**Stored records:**
◆ ◆ ◆ ◆
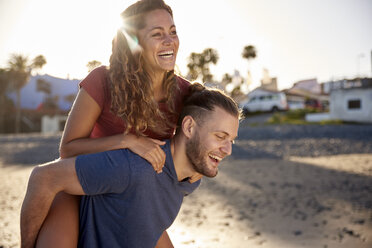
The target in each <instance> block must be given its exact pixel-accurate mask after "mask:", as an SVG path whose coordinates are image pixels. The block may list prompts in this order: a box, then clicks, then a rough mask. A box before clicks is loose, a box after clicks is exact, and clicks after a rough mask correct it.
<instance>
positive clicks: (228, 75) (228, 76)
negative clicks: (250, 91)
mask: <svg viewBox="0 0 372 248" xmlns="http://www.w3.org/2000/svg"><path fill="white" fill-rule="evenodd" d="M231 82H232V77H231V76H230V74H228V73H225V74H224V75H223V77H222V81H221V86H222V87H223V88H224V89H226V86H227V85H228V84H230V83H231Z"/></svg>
◆ ◆ ◆ ◆
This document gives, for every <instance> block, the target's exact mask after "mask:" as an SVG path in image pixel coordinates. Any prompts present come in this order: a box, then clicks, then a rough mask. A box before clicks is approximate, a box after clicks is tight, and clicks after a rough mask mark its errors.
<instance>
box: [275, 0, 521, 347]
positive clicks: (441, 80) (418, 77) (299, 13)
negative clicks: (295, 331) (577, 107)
◆ ◆ ◆ ◆
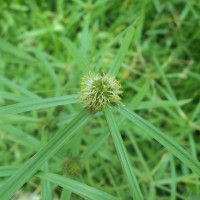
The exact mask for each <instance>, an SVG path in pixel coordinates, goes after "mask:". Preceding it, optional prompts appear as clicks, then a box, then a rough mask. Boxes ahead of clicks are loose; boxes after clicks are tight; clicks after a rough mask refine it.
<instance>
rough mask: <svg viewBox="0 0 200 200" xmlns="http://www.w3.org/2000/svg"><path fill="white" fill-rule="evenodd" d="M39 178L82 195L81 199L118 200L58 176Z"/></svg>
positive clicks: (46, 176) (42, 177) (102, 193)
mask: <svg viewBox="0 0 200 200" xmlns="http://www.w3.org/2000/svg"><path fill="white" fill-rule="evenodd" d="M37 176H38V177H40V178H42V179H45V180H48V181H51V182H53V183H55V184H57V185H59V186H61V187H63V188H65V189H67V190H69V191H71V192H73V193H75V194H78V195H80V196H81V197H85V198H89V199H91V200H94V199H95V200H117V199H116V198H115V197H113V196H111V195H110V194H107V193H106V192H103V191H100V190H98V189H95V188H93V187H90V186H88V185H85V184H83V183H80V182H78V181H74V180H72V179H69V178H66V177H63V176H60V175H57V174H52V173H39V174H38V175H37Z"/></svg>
◆ ◆ ◆ ◆
**Work instruction:** Could you copy out, unchanged, the stretch of the rows from the line containing "The target in" through the line containing "negative clicks: (250, 91)"?

**Completed task:**
The target in each <instance> block must be given its exact pixel-accurate mask after "mask:", as an SVG path whose coordinates are image pixels. The block may list prompts in this order: a box, then clicks, then a rough mask. A box before clicks is loose, a box after clicks is exact, and clicks after a rough mask correct it.
<instance>
positive clicks: (228, 75) (228, 76)
negative clicks: (250, 91)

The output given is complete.